最初から最後まで温度が伝わってくる詩だとおもいました。
リレーの過程で作品について多くを言わなくても、作"風"の共有がされているのも素敵でした。

167

しきさん、感想ありがとうございます。

相手の詩の内容を自分の詩に反映させるかどうかの取り決めはありませんでしたが、連詩をやるとなるとやっぱり言葉を引き継いだり、相手が触れた事柄についてさらに発展させたりしたくなっちゃいましたね。またお互いに沖縄への熱い思いもあり「自分の詩」を書いているつもりでもひとつの火を消さないようにするための何かを繋ぎ合っているような感覚があったのかもしれません。

168

あれですね、しきさんから作風について聞かれて気づきましたが「沖縄」が大テーマで「あわい」が小テーマになっているように感じられなくもないな……笑

169
はったみさと 2021/03/22 (月) 22:32:08

おつかれさまでした。
完成作品を読んで、「ふたりでうたい繋ぐ歌みたいだ」とおもっていたら
製作過程で歌がクローズアップされていたのですね。
アルバムをめくってチェキの写真を眺めているような、
刹那的だけど色の濃い情景が浮かんできます。

171

はったみさとさん、感想ありがとうございます。

歌についてはクノさんによる多声的な詩にする案に乗ることにしました。元々テーマが決められていることもありましたが、それでもまだどのような詩をかけばいいのか漠然としているなか、とりあえずなにかを書くための助け船のような役目にもなったと思います。案どおりに自分たち以外の声を取り込むのも面白かったです。

__保存済みデータ項目__.
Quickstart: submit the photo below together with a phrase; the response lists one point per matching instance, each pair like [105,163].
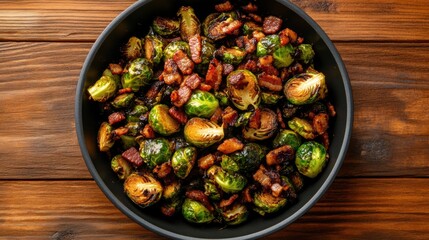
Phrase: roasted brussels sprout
[153,48]
[156,151]
[123,100]
[228,182]
[183,160]
[310,158]
[166,27]
[306,88]
[245,161]
[143,189]
[196,212]
[201,104]
[306,53]
[283,56]
[267,127]
[138,74]
[243,89]
[287,137]
[103,89]
[201,132]
[267,45]
[121,167]
[235,214]
[133,48]
[302,127]
[189,23]
[266,203]
[161,121]
[105,137]
[175,46]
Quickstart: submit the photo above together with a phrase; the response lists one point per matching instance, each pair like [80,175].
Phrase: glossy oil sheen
[135,21]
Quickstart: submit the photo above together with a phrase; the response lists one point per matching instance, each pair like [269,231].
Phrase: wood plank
[343,20]
[351,209]
[389,86]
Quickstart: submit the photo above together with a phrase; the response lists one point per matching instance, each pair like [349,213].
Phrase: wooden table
[382,191]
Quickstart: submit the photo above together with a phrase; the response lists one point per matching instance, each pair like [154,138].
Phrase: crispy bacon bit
[280,155]
[196,46]
[206,162]
[270,82]
[227,202]
[224,7]
[287,35]
[171,75]
[132,155]
[116,69]
[321,123]
[229,116]
[230,145]
[178,114]
[148,132]
[163,170]
[199,196]
[214,74]
[116,117]
[182,60]
[193,81]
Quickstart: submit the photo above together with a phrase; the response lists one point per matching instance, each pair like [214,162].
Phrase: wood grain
[343,20]
[353,209]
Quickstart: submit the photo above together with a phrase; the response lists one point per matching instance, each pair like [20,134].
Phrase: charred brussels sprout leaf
[156,151]
[310,159]
[161,121]
[196,212]
[201,104]
[143,189]
[138,74]
[183,160]
[243,89]
[306,88]
[103,89]
[201,132]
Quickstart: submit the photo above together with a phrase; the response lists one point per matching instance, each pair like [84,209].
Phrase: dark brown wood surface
[382,189]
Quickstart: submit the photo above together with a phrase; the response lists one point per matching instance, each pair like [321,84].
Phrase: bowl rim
[290,219]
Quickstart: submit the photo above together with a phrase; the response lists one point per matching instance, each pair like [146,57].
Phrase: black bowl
[135,21]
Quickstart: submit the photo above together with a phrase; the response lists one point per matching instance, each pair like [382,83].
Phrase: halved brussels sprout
[306,88]
[287,137]
[201,132]
[243,89]
[138,74]
[266,130]
[121,167]
[183,160]
[306,53]
[283,56]
[175,46]
[235,215]
[156,151]
[153,48]
[302,127]
[105,137]
[166,27]
[266,203]
[189,22]
[161,121]
[103,89]
[228,182]
[310,159]
[196,212]
[201,104]
[143,189]
[267,45]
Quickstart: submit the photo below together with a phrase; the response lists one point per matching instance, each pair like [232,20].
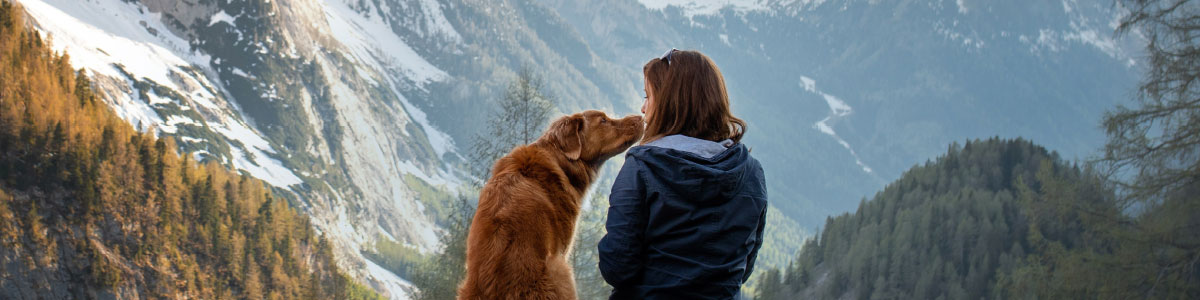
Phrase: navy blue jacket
[683,226]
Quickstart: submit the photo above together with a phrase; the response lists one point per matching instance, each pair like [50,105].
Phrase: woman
[689,205]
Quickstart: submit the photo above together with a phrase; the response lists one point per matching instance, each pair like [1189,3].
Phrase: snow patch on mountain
[838,109]
[691,9]
[112,37]
[373,43]
[221,16]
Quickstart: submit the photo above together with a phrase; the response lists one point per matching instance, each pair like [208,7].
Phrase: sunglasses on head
[666,57]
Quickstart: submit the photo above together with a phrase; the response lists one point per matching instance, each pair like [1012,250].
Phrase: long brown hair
[689,99]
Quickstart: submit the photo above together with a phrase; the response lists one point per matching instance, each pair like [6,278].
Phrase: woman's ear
[570,138]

__問題 1__. 一覧の中から、「pair like [1189,3].」を含む行から一覧の末尾までを、一字も変えずに書き出しなさい。
__問題 2__. 連詩の感想をめぐるやりとりの続きを書きなさい。

__解答 1__.
Quickstart: submit the photo above together with a phrase; the response lists one point per matching instance, each pair like [1189,3].
Phrase: snow patch on mountain
[838,109]
[691,9]
[112,37]
[373,43]
[221,16]
Quickstart: submit the photo above together with a phrase; the response lists one point per matching instance, each pair like [208,7].
Phrase: sunglasses on head
[666,57]
Quickstart: submit the photo above together with a phrase; the response lists one point per matching instance, each pair like [1012,250].
Phrase: long brown hair
[689,99]
Quickstart: submit the photo above together with a phrase; the response lists one point per matching instance, each pair like [6,278].
Phrase: woman's ear
[570,138]

__解答 2__.
情景については実際に経験したことに対して、また思い返すうえでさらに浮かび上がる何かをのせることができ、詩はあらためて面白いなとおもいました。

170

やりとりと作品を読ませていただきました。

沖縄の訛りが作品の体温になっている作品だと思いました。また、細かい表現だと「神の島に吹く風は厚い」という箇所が秀逸だと思います。

沖縄に行った経験がなく、出てくる単語に知らないものもあるのですが、そこのわからなさも含めてイメージがひしひしと伝わってきました。

172

故永しほるさん、感想ありがとうございます。

秀逸だと言っていただきありがとうございます。「厚い」という言葉は妙な魅力をもっていると思ってまして、使うチャンスがあればどんどん思い切ってつかっていきたいと思っています笑

イメージが伝わっているというのは嬉しいかぎりです。沖縄でみた景色は本当にすばらしいものばかりでしたから。

173

お疲れさまでした。

沖縄の旅行パンフレットには絶対描かれない湿度が、自分が行ったとしても感じえない、お二人の肌にしがみついた旅の重さが、とても心揺さぶる詩ですね。
「感傷の鰓がふるえてくる」、やばいです(最高です)。

86の取り決めのくだり、勉強になります。
3/3頃の怒涛のやりとり、凄いです。

174

山口斯さん、お疲れ様です。そして感想ありがとうございます。

事前にいくらパンフレットやネットの情報にふれていても、いってみなくちゃ分からないsomethingがありますのでやっぱり旅はいいですね。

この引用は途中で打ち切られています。